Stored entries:
-=-=-

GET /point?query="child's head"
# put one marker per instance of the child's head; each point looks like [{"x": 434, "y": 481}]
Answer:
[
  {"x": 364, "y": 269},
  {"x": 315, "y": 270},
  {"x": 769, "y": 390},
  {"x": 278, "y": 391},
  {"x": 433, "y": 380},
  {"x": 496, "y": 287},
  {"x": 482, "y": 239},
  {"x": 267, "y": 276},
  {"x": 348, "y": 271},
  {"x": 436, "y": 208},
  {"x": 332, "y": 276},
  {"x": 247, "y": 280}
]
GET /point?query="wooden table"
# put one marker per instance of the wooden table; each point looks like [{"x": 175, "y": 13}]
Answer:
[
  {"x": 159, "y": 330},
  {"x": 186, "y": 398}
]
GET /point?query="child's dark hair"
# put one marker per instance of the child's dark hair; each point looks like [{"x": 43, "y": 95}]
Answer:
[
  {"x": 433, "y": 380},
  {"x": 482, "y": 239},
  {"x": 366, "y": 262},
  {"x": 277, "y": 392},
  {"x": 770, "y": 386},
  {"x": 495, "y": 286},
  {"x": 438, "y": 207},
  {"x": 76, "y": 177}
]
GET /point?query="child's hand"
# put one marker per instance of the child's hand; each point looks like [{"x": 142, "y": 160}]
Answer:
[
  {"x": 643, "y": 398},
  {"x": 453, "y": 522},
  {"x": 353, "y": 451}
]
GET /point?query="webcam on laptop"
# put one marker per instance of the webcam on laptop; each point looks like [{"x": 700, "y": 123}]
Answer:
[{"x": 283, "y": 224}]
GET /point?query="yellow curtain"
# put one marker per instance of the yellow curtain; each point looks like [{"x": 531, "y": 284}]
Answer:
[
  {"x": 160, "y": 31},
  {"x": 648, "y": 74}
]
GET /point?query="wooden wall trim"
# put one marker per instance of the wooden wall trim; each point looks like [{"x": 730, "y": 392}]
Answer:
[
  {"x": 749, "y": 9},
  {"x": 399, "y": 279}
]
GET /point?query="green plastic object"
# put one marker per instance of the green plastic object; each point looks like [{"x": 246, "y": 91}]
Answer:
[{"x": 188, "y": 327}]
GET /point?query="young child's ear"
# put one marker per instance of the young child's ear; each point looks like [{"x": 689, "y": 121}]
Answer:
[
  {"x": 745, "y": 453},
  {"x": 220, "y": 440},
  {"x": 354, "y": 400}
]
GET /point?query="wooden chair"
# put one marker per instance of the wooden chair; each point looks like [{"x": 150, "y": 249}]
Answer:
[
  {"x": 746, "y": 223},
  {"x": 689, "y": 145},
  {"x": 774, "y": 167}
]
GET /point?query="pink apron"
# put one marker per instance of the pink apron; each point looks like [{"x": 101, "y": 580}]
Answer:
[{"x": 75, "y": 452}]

-=-=-

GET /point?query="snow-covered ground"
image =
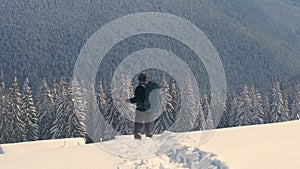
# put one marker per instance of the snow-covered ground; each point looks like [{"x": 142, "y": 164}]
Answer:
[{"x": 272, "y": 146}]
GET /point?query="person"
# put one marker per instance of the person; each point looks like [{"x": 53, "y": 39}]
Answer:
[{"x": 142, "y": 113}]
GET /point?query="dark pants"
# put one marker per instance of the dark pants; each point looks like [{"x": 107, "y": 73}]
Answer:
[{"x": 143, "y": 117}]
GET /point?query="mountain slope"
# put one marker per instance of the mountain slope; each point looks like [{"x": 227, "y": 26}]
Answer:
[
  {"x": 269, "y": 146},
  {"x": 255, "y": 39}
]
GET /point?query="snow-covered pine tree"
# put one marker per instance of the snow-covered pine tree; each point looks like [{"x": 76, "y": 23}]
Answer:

-=-=-

Problem requirements |
Each line in the data where the string "young" occurs should be identified and copied.

Answer below |
GET /point?query="young child's ear"
# put one marker per instance of the young child's ear; each point looks like [{"x": 689, "y": 121}]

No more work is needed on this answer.